* Provided data *
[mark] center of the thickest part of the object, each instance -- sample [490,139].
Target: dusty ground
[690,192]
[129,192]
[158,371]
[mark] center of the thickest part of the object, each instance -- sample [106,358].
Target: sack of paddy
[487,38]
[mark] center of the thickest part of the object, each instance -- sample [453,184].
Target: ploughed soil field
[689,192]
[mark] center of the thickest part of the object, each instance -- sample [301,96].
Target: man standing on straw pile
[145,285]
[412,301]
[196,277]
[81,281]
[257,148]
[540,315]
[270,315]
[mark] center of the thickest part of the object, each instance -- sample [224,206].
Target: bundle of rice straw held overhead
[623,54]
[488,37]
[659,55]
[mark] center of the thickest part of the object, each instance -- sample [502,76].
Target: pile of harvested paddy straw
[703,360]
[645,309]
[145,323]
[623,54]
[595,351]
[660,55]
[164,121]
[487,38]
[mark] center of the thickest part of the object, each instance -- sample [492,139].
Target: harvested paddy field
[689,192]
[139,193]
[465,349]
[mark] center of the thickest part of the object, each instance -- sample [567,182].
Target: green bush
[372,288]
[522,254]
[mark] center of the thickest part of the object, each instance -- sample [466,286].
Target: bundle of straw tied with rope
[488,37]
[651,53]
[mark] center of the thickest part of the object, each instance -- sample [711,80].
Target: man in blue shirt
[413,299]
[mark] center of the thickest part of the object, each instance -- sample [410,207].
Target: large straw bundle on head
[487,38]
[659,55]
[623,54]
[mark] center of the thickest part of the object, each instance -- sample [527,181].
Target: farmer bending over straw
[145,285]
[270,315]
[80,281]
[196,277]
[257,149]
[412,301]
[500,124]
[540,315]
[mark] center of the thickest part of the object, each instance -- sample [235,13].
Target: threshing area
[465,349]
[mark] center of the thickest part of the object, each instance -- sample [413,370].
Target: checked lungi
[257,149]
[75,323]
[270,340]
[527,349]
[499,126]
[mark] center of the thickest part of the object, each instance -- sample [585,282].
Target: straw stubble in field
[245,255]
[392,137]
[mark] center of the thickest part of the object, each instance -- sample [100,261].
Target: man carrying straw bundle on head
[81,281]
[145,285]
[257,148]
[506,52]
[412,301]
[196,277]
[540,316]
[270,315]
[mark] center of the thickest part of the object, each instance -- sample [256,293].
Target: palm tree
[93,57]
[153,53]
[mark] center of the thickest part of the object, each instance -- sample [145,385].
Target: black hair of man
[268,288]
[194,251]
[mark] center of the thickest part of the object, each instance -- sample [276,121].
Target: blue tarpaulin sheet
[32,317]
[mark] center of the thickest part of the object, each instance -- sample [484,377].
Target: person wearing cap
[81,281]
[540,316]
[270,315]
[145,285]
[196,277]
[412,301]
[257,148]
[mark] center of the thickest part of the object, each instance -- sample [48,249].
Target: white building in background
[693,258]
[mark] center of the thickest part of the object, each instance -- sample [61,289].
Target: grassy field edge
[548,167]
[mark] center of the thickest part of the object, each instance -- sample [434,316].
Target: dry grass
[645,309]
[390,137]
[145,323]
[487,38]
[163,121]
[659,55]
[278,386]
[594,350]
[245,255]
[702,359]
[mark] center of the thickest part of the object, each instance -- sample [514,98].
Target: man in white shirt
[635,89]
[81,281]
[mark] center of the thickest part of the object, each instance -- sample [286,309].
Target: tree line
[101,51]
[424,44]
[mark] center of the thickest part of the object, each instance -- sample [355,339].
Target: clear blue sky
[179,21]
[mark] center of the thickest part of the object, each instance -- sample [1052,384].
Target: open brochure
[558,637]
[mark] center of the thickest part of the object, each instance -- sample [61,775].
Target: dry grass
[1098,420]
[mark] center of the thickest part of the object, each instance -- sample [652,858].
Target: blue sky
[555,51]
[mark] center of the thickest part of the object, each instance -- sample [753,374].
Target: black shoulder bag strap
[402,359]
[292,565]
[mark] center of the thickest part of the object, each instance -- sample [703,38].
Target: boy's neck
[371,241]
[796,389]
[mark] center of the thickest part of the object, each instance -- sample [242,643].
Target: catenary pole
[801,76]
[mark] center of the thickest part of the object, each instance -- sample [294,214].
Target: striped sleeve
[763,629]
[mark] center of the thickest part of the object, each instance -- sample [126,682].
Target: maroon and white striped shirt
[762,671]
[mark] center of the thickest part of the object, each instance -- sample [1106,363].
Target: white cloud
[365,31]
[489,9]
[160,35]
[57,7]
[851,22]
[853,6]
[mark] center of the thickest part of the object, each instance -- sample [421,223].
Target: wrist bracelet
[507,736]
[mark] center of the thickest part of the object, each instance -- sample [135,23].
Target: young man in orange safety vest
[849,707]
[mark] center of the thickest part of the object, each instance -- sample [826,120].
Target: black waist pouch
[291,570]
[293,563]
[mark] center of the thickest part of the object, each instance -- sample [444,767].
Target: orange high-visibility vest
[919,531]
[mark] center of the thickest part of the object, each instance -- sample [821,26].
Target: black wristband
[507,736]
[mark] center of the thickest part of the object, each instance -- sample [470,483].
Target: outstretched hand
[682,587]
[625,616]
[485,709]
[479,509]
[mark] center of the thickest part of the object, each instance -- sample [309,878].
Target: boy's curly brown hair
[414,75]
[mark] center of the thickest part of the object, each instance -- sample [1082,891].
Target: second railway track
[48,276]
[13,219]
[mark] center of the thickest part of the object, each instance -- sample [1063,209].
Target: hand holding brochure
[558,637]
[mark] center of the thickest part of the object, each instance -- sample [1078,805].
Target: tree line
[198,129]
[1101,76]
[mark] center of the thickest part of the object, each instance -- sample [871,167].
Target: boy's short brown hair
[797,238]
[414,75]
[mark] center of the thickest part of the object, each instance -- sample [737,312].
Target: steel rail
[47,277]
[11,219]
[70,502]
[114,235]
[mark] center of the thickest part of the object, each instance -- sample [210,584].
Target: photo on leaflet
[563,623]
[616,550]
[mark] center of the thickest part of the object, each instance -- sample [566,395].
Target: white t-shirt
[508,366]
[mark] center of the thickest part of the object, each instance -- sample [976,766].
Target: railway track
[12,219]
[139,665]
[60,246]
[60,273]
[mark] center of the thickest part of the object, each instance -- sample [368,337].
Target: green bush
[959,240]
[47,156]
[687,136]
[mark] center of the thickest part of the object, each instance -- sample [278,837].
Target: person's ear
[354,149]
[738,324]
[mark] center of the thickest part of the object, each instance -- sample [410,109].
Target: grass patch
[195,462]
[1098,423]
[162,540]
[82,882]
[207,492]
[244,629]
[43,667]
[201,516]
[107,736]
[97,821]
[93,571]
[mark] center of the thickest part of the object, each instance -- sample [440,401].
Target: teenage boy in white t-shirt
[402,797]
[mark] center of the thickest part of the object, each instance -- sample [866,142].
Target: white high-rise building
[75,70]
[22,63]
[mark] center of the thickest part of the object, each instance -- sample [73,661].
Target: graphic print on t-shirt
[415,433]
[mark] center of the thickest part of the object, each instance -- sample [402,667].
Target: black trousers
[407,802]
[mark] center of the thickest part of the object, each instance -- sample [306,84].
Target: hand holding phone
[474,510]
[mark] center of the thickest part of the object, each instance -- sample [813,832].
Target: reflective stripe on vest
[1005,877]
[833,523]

* Task prompt *
Extract, exactly as they appear, the lines from the one containing "-- sample [871,167]." through the final line.

* Worked solution *
[mark] center of the thickest part of the object, each instance -- sample [871,167].
Target: boy's short brown hair
[797,238]
[414,75]
[mark] center of the thickest part of the object, each instance -- sample [737,312].
Target: steel rail
[47,277]
[11,219]
[70,502]
[114,235]
[mark] center of the thickest part of the object, each instance -- sample [210,584].
Target: photo on leaflet
[563,623]
[616,550]
[mark] center of the thickest part of the object, each instance -- sample [566,395].
Target: white t-shirt
[508,366]
[mark] center of the thickest part of the object, each instance -- sample [976,766].
Target: railway track
[12,219]
[139,665]
[60,246]
[60,273]
[mark] center of the thickest part of the object, each instance -- sample [368,337].
Target: green bush
[959,240]
[47,156]
[687,136]
[mark] center of the thickest part of the object, each instance -- sample [278,837].
Target: person's ear
[354,149]
[738,324]
[mark] center of the thickest part of the object, each instance -- sample [410,109].
Target: grass patch
[195,462]
[1098,423]
[162,540]
[82,882]
[207,492]
[244,629]
[43,667]
[201,516]
[107,736]
[97,821]
[93,571]
[mark] center of the thickest part of the object, each instance -- sample [440,401].
Target: teenage boy in white t-shirt
[402,797]
[mark] center of the thickest part of the object, each instance -- sample [866,142].
Target: white high-rise building
[75,70]
[22,63]
[mark] center of the thickest part of the object, each instance -- sample [73,661].
Target: graphic print on t-shirt
[415,433]
[mark] center of the thickest part of the object, each instance -- sample [402,667].
Target: black trousers
[407,802]
[mark] center of the thickest part of the object, each instance -- sample [306,84].
Target: hand holding phone
[474,510]
[mark] center of the thickest part of the object, each instance -- sample [813,832].
Target: reflective stripe on vest
[1005,877]
[833,523]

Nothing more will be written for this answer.